*Records of point annotations*:
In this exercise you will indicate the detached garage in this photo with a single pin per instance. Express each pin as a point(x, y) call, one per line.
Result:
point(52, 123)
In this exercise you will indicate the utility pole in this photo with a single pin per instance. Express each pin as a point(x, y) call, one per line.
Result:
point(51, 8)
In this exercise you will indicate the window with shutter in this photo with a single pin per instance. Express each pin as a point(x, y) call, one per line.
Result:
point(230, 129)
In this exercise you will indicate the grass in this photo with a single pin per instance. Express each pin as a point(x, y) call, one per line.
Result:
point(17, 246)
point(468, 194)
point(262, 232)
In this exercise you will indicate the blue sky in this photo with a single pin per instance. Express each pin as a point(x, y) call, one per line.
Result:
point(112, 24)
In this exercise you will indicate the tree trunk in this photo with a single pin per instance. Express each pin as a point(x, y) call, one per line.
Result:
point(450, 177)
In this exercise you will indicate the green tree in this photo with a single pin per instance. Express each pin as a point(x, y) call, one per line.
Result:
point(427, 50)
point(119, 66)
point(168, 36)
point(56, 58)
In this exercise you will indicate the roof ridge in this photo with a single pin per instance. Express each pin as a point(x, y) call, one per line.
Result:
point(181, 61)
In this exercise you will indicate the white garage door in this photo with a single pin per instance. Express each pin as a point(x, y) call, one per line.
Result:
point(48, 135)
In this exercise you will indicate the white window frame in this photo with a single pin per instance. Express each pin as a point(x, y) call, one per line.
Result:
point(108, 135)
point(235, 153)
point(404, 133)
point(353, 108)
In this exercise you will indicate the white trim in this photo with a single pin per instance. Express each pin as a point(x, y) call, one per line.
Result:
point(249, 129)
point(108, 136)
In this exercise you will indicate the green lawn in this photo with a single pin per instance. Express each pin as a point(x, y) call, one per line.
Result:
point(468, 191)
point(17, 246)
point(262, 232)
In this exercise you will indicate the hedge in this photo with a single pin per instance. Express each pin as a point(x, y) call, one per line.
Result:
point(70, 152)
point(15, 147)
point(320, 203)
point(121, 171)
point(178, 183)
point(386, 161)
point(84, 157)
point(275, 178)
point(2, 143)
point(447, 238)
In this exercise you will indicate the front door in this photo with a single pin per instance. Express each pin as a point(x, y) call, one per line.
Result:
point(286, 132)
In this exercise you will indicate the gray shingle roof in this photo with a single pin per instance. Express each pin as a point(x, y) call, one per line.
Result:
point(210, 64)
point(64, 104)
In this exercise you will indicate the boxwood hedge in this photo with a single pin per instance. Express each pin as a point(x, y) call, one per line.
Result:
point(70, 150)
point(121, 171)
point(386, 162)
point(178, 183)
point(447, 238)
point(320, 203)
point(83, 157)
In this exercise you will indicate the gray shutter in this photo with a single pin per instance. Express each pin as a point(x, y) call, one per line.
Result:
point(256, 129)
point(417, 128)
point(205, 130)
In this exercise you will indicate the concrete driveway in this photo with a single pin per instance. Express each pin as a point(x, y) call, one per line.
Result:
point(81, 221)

*Required task*: Arrange every line of the records above as a Markdown table with two columns, Row and Line, numbering the rows and leaving out blank lines.

*Finished task*:
| Row | Line |
|---|---|
| 1 | In this exercise you will indicate the detached garage in this photo with a single pin per instance. Express each pin as a point(x, y) call, one per line. |
| 2 | Result: |
| 3 | point(52, 123) |
| 4 | In this exercise you will indicate the utility pole in this photo with a single pin per instance. Express each pin as a point(x, y) call, one per line. |
| 5 | Result: |
| 6 | point(51, 8) |
| 7 | In this exercise you will indicate the window with shutter in this photo with a single pin per instance. Express each pin as a point(x, y) call, one per line. |
| 8 | Result: |
| 9 | point(230, 129) |
| 10 | In this exercise you will indicate the grass in this photo with a single pin per instance. Express each pin as a point(x, y) call, one per line. |
| 11 | Result: |
| 12 | point(17, 246) |
| 13 | point(468, 194) |
| 14 | point(262, 232) |
| 15 | In this exercise you will indicate the blue sky in this photo with a single pin per instance. Express each pin as a point(x, y) call, one per line. |
| 16 | Result: |
| 17 | point(112, 24) |
| 18 | In this exercise you will indicate the tree trunk in this photo with a single pin per instance. Express each pin as a point(x, y) call, one per line. |
| 19 | Result: |
| 20 | point(450, 177) |
| 21 | In this exercise you will indicate the green tree in this photo with a single pin per instance. Express each pin as a point(x, y) call, one per line. |
| 22 | Result: |
| 23 | point(427, 50) |
| 24 | point(119, 66) |
| 25 | point(168, 36) |
| 26 | point(56, 58) |
| 27 | In this exercise you will indicate the roof ridge in this photo with a single pin per instance. Express each pin as a point(x, y) call, one per line. |
| 28 | Result: |
| 29 | point(181, 61) |
| 30 | In this exercise you will indicate the white garage door in this photo with a single pin per instance. Express each pin as a point(x, y) call, one per line. |
| 31 | Result: |
| 32 | point(48, 135) |
| 33 | In this exercise you will indicate the white window frame in this photo with a single pin per instance. Express each pin as a point(x, y) call, one per line. |
| 34 | Result: |
| 35 | point(108, 135) |
| 36 | point(235, 153) |
| 37 | point(404, 133) |
| 38 | point(353, 108) |
| 39 | In this exercise you will indicate the white trim in this photo with a single pin per instance. Express each pin as a point(x, y) call, one per line. |
| 40 | Result: |
| 41 | point(249, 129) |
| 42 | point(108, 136) |
| 43 | In this exercise you will indicate the green lawn in this photo with a single pin per instance. Express each pin as a point(x, y) call, one per line. |
| 44 | Result: |
| 45 | point(468, 191) |
| 46 | point(17, 246) |
| 47 | point(262, 232) |
| 48 | In this exercise you will indicate the hedge in this photo with a single pin per instance. Express each pin as a point(x, y) call, one per line. |
| 49 | Result: |
| 50 | point(70, 152) |
| 51 | point(15, 147) |
| 52 | point(320, 203) |
| 53 | point(121, 171) |
| 54 | point(178, 183) |
| 55 | point(386, 161) |
| 56 | point(84, 157) |
| 57 | point(275, 178) |
| 58 | point(2, 143) |
| 59 | point(447, 238) |
| 60 | In this exercise you will indicate the front door in this photo with a single pin per instance. Express each pin as a point(x, y) call, one per line. |
| 61 | Result: |
| 62 | point(286, 132) |
| 63 | In this exercise you will indicate the gray shingle roof in this photo with a single pin per instance. Express each pin as a point(x, y) call, one per line. |
| 64 | Result: |
| 65 | point(210, 64) |
| 66 | point(64, 104) |
| 67 | In this exercise you will indicate the boxwood hedge in this photo with a single pin per instance. Express each pin as a point(x, y) call, one per line. |
| 68 | Result: |
| 69 | point(70, 150) |
| 70 | point(121, 171) |
| 71 | point(386, 162) |
| 72 | point(178, 183) |
| 73 | point(447, 238) |
| 74 | point(320, 203) |
| 75 | point(83, 157) |
| 76 | In this exercise you will indicate the gray shutter in this photo with a single pin per instance. Express each pin as a point(x, y) call, one per line. |
| 77 | Result: |
| 78 | point(256, 129) |
| 79 | point(417, 128) |
| 80 | point(205, 130) |
| 81 | In this exercise you will indicate the concrete driveway in this photo with a single pin per instance. Express each pin as a point(x, y) call, one per line. |
| 82 | Result: |
| 83 | point(81, 221) |